__SET TASK__
Copy out every line of the entries below, requests included, shifting each answer coordinate up by 74, and leave the pictures out.

__GIVEN RECORDS__
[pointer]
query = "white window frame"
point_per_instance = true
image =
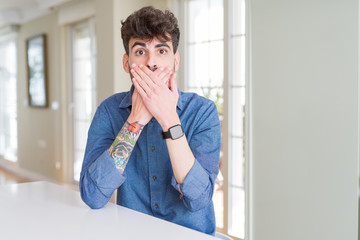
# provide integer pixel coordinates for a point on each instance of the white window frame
(71, 128)
(9, 35)
(181, 7)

__FINAL RESULT__
[pointer]
query = "white window frame"
point_per_instance = true
image =
# provide integer pixel coordinates for a point on each instance of the white window frame
(145, 202)
(83, 109)
(255, 81)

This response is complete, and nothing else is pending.